_Document segment:_
It is only appropriate, then, that the cover of volume 37 features an image from this production: Atandwa Kani as Othello and Carla Smith as Desdemona, photographed by Fiona MacPherson. I must admit to a further motivation for this choice, which is that it results in a pleasing symmetry – for Kani, in the role of Ariel in the 2009 Baxter-RSC production of The Tempest, also appeared on the cover of volume 21 of Shakespeare in Southern Africa. That was the first volume of the journal I edited, and it now seems like an impossibly long time ago. I took over the editorship from Brian Pearce, who had succeeded Laurence Wright, who had in turn inherited the mantle from founding editor Guy Butler. In various editorials over the years, I have paid tribute to my predecessors and have also wrestled with questions about the journal’s identity, purview and purpose, which – like those of the Society of which it is the official scholarly publication – have in some ways have changed significantly and in others have remained similar, if not the same, since its first volume in 1987.

_Dataset:_

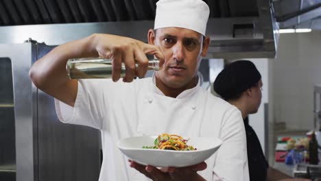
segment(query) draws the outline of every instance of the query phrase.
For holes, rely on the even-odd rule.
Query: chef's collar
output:
[[[184,99],[184,98],[189,97],[192,96],[193,95],[194,95],[194,93],[195,93],[196,91],[198,90],[198,88],[200,88],[200,77],[198,77],[198,84],[195,86],[182,91],[176,98]],[[164,93],[156,85],[156,73],[154,73],[153,74],[153,87],[154,87],[153,91],[154,92],[154,93],[165,96]]]

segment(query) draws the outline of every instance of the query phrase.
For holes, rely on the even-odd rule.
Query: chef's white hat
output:
[[[202,0],[159,0],[154,29],[178,27],[205,36],[209,8]]]

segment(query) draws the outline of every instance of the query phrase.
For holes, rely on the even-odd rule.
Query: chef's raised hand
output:
[[[164,55],[158,47],[145,43],[132,38],[110,34],[95,34],[95,49],[98,55],[112,60],[112,80],[120,78],[121,63],[125,64],[126,75],[123,82],[130,82],[136,76],[143,77],[148,67],[145,54],[153,54],[160,61]],[[136,68],[135,63],[139,64]]]
[[[131,160],[129,160],[129,162],[131,167],[154,181],[205,180],[197,173],[198,171],[206,168],[207,165],[204,162],[186,167],[160,169],[150,165],[142,165]]]

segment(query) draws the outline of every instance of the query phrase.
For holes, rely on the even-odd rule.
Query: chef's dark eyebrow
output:
[[[160,36],[160,38],[173,38],[173,39],[177,39],[176,36],[173,36],[173,35],[171,35],[171,34],[165,34],[163,35],[162,36]]]
[[[200,39],[195,38],[184,38],[184,40],[191,40],[195,43],[200,43]]]

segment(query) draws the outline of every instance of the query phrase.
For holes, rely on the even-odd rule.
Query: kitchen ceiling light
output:
[[[278,33],[280,34],[290,34],[290,33],[307,33],[311,32],[311,29],[280,29]]]
[[[312,29],[296,29],[296,33],[307,33],[311,31]]]

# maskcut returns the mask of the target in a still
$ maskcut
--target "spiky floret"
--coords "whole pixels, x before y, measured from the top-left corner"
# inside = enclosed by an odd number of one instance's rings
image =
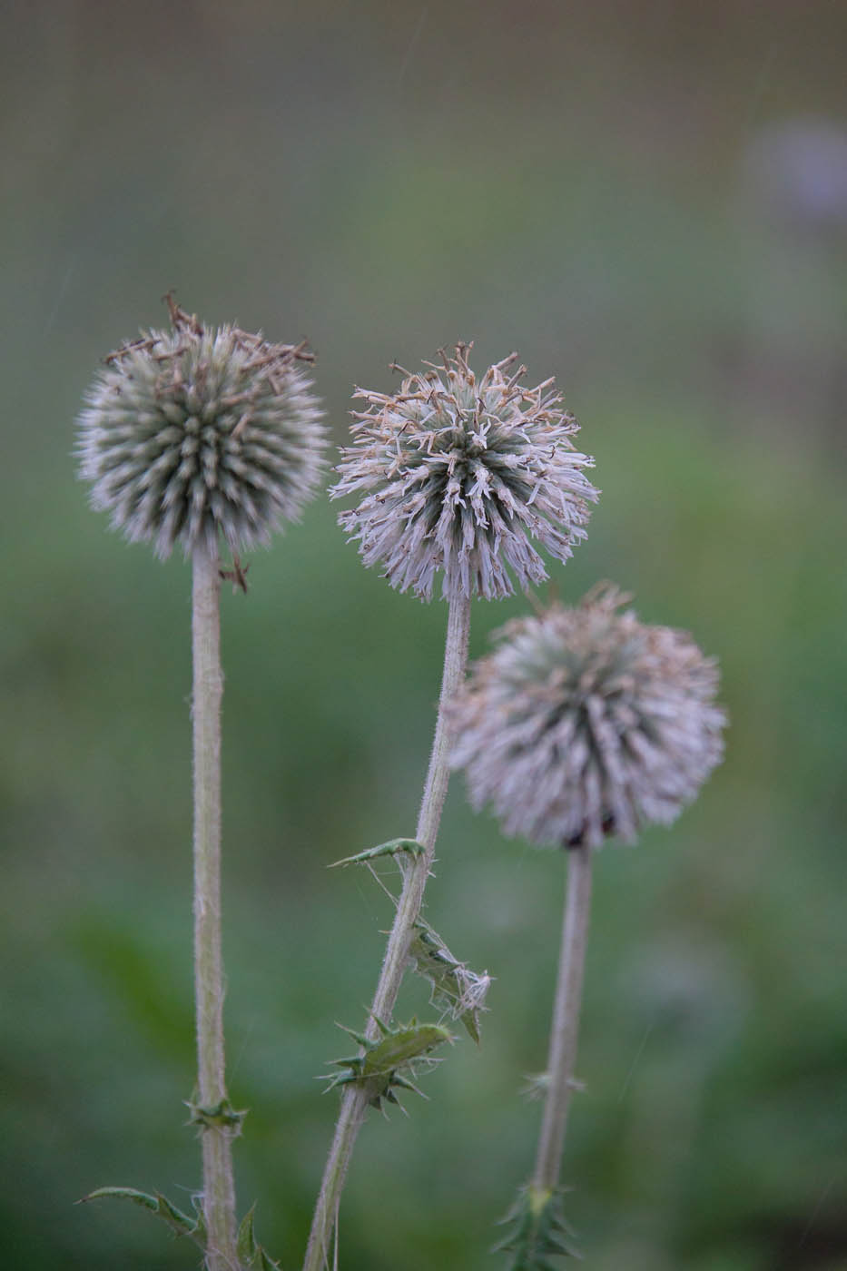
[[[575,449],[579,425],[554,381],[521,388],[516,353],[477,380],[471,347],[457,344],[454,357],[441,350],[443,366],[403,371],[393,395],[356,390],[368,407],[354,412],[355,442],[331,491],[371,492],[340,524],[366,566],[382,561],[392,587],[426,600],[439,569],[445,599],[509,596],[511,574],[524,591],[542,582],[528,535],[566,561],[598,498],[584,473],[594,460]]]
[[[93,507],[164,558],[223,535],[266,543],[315,492],[326,428],[304,346],[206,328],[170,302],[172,329],[109,353],[79,417]]]
[[[416,1075],[416,1065],[439,1064],[440,1060],[432,1059],[430,1051],[455,1038],[443,1024],[420,1024],[417,1019],[411,1019],[407,1024],[392,1028],[376,1016],[374,1019],[379,1030],[379,1037],[375,1040],[352,1028],[345,1028],[343,1024],[340,1026],[359,1042],[362,1052],[332,1060],[340,1071],[328,1075],[327,1089],[331,1091],[336,1085],[360,1085],[368,1091],[369,1103],[382,1108],[383,1099],[397,1103],[396,1089],[415,1091],[416,1094],[421,1094],[417,1085],[410,1080],[410,1075]]]
[[[471,801],[539,844],[633,841],[669,824],[722,756],[717,666],[646,627],[604,585],[576,609],[507,623],[453,704]]]

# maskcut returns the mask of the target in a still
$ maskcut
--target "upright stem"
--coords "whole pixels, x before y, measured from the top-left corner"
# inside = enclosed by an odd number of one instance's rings
[[[195,996],[197,1115],[203,1152],[209,1271],[238,1271],[233,1127],[220,1116],[224,1077],[224,969],[220,951],[220,578],[217,552],[193,554],[191,713],[195,749]],[[219,1110],[215,1117],[215,1110]],[[203,1122],[203,1113],[209,1120]],[[223,1124],[214,1124],[215,1120]]]
[[[570,848],[567,849],[567,896],[562,924],[562,948],[558,960],[553,1026],[547,1060],[549,1085],[538,1139],[535,1173],[533,1174],[533,1187],[538,1192],[552,1192],[558,1185],[567,1110],[574,1088],[590,905],[591,848],[585,845]]]
[[[450,600],[450,611],[448,615],[439,716],[435,724],[432,754],[430,755],[424,799],[415,834],[417,841],[424,845],[424,852],[420,855],[415,855],[411,863],[404,867],[403,888],[397,902],[394,924],[388,937],[388,944],[385,946],[383,969],[365,1028],[366,1036],[371,1040],[379,1033],[376,1018],[384,1019],[388,1023],[394,1009],[406,970],[408,947],[415,934],[415,923],[420,916],[421,905],[424,904],[424,888],[426,887],[426,880],[432,866],[432,858],[435,857],[435,841],[450,780],[450,735],[445,707],[455,694],[464,676],[468,660],[469,630],[471,601],[465,596],[454,596]],[[328,1262],[329,1240],[336,1223],[338,1202],[347,1177],[352,1149],[365,1120],[365,1113],[368,1112],[368,1091],[355,1084],[348,1085],[341,1098],[336,1135],[329,1149],[327,1168],[324,1169],[320,1185],[320,1195],[318,1196],[312,1221],[303,1271],[322,1271],[324,1263]]]

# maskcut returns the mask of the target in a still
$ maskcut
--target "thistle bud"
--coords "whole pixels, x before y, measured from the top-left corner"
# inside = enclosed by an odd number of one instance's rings
[[[603,586],[576,609],[507,623],[453,703],[471,802],[533,843],[632,843],[668,825],[722,756],[717,666],[646,627]]]
[[[524,591],[542,582],[528,535],[566,561],[598,498],[584,473],[594,460],[575,449],[579,425],[560,408],[553,380],[521,388],[516,353],[477,380],[471,347],[441,352],[443,366],[403,371],[394,395],[356,390],[368,405],[354,412],[355,442],[331,491],[369,492],[340,524],[366,566],[382,561],[392,587],[425,600],[439,569],[448,600],[509,596],[510,571]]]
[[[92,506],[160,558],[219,534],[233,553],[267,543],[323,466],[312,355],[169,304],[172,329],[109,353],[88,390],[78,451]]]

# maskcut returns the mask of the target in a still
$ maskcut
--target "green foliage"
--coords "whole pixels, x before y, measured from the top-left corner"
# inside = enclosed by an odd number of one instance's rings
[[[408,951],[415,970],[429,980],[430,1005],[449,1012],[451,1019],[460,1019],[468,1033],[479,1045],[479,1013],[491,984],[490,975],[477,975],[464,962],[454,958],[436,930],[420,918]]]
[[[242,1219],[242,1224],[238,1228],[235,1252],[238,1253],[244,1271],[280,1271],[280,1263],[268,1257],[256,1239],[256,1233],[253,1230],[254,1213],[256,1205],[253,1205]]]
[[[565,1220],[565,1188],[539,1191],[532,1183],[521,1187],[502,1223],[509,1228],[495,1244],[495,1253],[511,1253],[509,1271],[556,1271],[561,1258],[581,1254],[571,1243],[572,1230]]]
[[[170,1230],[176,1232],[177,1235],[188,1235],[201,1248],[206,1247],[206,1229],[200,1210],[191,1218],[188,1214],[183,1214],[181,1209],[177,1209],[176,1205],[172,1205],[162,1192],[150,1195],[150,1192],[137,1191],[135,1187],[98,1187],[95,1191],[89,1192],[88,1196],[83,1196],[80,1204],[85,1204],[89,1200],[107,1199],[132,1201],[134,1205],[140,1205],[142,1209],[150,1210],[151,1214],[156,1214],[158,1218],[164,1219]]]
[[[333,860],[331,866],[327,866],[327,869],[336,869],[338,866],[370,864],[378,857],[396,857],[401,852],[408,852],[412,857],[420,857],[424,852],[424,844],[416,843],[415,839],[389,839],[388,843],[380,843],[376,848],[368,848],[366,852],[359,852],[355,857]]]
[[[437,1063],[429,1057],[430,1052],[454,1038],[441,1024],[420,1024],[417,1019],[398,1024],[396,1028],[376,1019],[376,1026],[380,1036],[375,1040],[354,1032],[352,1028],[345,1028],[345,1032],[359,1042],[364,1054],[333,1059],[332,1063],[341,1071],[332,1074],[327,1089],[355,1083],[368,1091],[371,1107],[382,1108],[383,1099],[388,1103],[398,1102],[394,1093],[397,1089],[422,1094],[406,1074],[415,1075],[416,1064]]]

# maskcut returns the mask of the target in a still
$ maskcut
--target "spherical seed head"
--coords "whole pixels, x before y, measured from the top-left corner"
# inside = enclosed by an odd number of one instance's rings
[[[533,843],[632,843],[669,824],[722,755],[717,666],[646,627],[614,587],[507,623],[457,697],[453,766],[471,802]]]
[[[598,498],[584,473],[594,460],[575,449],[579,425],[560,409],[553,380],[521,388],[516,353],[477,380],[471,347],[441,351],[443,366],[404,371],[393,397],[356,390],[368,408],[354,412],[355,444],[342,450],[331,491],[369,492],[340,524],[366,566],[382,561],[392,587],[425,600],[439,569],[448,600],[509,596],[511,574],[524,591],[542,582],[528,535],[567,559]]]
[[[207,329],[170,304],[172,330],[109,353],[79,418],[92,506],[156,555],[219,533],[230,550],[267,543],[318,487],[326,428],[303,346],[238,327]]]

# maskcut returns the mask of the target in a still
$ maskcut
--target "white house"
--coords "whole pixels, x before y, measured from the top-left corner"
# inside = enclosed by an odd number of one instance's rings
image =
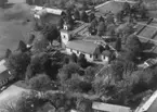
[[[95,112],[133,112],[129,107],[102,103],[102,102],[93,102],[92,109]]]
[[[71,40],[68,41],[65,48],[68,54],[76,53],[76,55],[84,54],[88,61],[109,61],[110,51],[105,50],[101,45],[93,41]]]
[[[9,80],[13,79],[10,71],[8,71],[5,64],[5,60],[0,61],[0,87],[9,83]]]
[[[35,12],[34,16],[36,18],[40,18],[42,14],[49,13],[49,14],[54,14],[54,15],[62,15],[63,10],[61,9],[51,9],[51,8],[44,8],[44,7],[35,7],[31,9],[31,11]]]

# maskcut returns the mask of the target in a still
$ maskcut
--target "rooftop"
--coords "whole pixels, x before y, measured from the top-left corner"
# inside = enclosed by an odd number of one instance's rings
[[[73,35],[80,35],[80,36],[84,36],[88,35],[88,23],[83,23],[83,22],[77,22],[75,24],[75,27],[73,30],[65,30],[65,29],[61,29],[61,32],[65,32],[65,33],[69,33]]]
[[[153,18],[149,22],[138,23],[136,35],[141,40],[153,41],[157,43],[157,20]]]
[[[102,102],[93,102],[92,108],[105,112],[132,112],[128,107],[121,107],[116,104],[108,104]]]
[[[5,79],[8,79],[8,78],[10,78],[10,77],[11,77],[11,75],[9,74],[9,71],[2,72],[0,74],[0,83],[3,82],[3,80],[5,80]]]
[[[97,50],[99,47],[100,46],[94,43],[93,41],[83,41],[83,40],[73,40],[68,41],[67,43],[67,48],[89,54],[100,53],[100,51]]]
[[[6,66],[5,64],[5,60],[1,60],[0,61],[0,74],[3,73],[4,71],[6,71]]]
[[[107,12],[112,11],[114,14],[122,10],[123,2],[117,2],[117,1],[109,1],[107,3],[104,3],[103,5],[99,7],[96,15],[103,15]]]

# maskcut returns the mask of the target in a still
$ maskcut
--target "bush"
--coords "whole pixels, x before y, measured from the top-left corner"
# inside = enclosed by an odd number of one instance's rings
[[[69,79],[73,74],[82,75],[82,70],[76,63],[69,63],[69,64],[64,65],[60,70],[57,75],[58,75],[58,78],[61,79],[61,82],[64,82],[66,79]]]
[[[50,85],[51,79],[48,75],[39,74],[29,79],[29,86],[35,90],[45,90],[45,88]]]
[[[30,54],[28,52],[14,52],[8,59],[8,67],[16,78],[23,79],[25,72],[30,63]]]

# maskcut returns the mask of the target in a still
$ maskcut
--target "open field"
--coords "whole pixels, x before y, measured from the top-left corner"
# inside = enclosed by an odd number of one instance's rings
[[[19,40],[25,40],[31,30],[31,22],[24,23],[29,13],[26,4],[0,9],[0,57],[8,48],[15,50]]]
[[[11,104],[12,107],[15,107],[15,102],[21,98],[23,92],[29,92],[29,90],[14,85],[6,88],[0,94],[0,109],[3,109],[5,104]]]

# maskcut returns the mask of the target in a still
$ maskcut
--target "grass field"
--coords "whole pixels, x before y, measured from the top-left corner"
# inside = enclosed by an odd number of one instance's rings
[[[24,23],[29,17],[28,10],[26,4],[0,9],[0,57],[8,48],[15,50],[18,41],[25,40],[31,30],[31,22]]]

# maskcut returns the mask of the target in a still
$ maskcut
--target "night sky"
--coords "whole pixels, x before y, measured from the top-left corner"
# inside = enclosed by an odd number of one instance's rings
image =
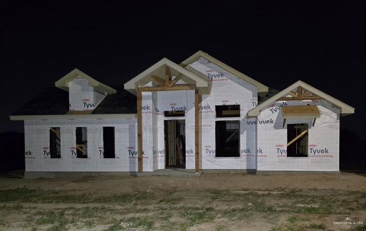
[[[366,139],[365,1],[0,1],[1,132],[22,132],[8,115],[76,67],[122,85],[202,50],[269,87],[301,80],[355,107],[341,127]]]

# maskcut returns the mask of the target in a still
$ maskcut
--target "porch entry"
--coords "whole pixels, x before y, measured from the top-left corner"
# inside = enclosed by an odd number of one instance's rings
[[[165,168],[185,168],[185,120],[164,121]]]

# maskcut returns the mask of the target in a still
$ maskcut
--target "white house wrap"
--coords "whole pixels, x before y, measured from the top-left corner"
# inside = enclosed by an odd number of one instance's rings
[[[26,173],[339,171],[340,118],[354,111],[301,81],[264,98],[268,87],[202,51],[163,59],[124,89],[77,69],[55,85],[10,116],[24,122]],[[292,106],[304,106],[284,118]]]

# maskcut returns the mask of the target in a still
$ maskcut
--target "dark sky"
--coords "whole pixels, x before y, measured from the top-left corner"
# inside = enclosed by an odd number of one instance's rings
[[[341,127],[366,138],[365,1],[0,1],[0,131],[22,131],[8,115],[75,67],[122,84],[202,50],[270,87],[301,80],[355,107]]]

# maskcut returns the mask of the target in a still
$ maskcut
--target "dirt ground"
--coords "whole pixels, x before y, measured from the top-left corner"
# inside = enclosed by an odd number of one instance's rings
[[[4,231],[364,231],[365,222],[363,174],[0,178]]]

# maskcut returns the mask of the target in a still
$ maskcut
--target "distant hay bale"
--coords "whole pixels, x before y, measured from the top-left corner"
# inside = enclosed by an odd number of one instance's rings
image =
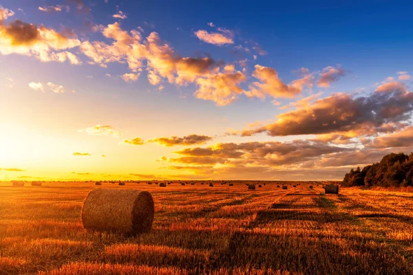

_The problem:_
Reproduce the editorial passage on the journal's cover image and its editors, word for word and in full. The listing is separate material from the editorial passage.

_Answer space:_
It is only appropriate, then, that the cover of volume 37 features an image from this production: Atandwa Kani as Othello and Carla Smith as Desdemona, photographed by Fiona MacPherson. I must admit to a further motivation for this choice, which is that it results in a pleasing symmetry – for Kani, in the role of Ariel in the 2009 Baxter-RSC production of The Tempest, also appeared on the cover of volume 21 of Shakespeare in Southern Africa. That was the first volume of the journal I edited, and it now seems like an impossibly long time ago. I took over the editorship from Brian Pearce, who had succeeded Laurence Wright, who had in turn inherited the mantle from founding editor Guy Butler. In various editorials over the years, I have paid tribute to my predecessors and have also wrestled with questions about the journal’s identity, purview and purpose, which – like those of the Society of which it is the official scholarly publication – have in some ways have changed significantly and in others have remained similar, if not the same, since its first volume in 1987.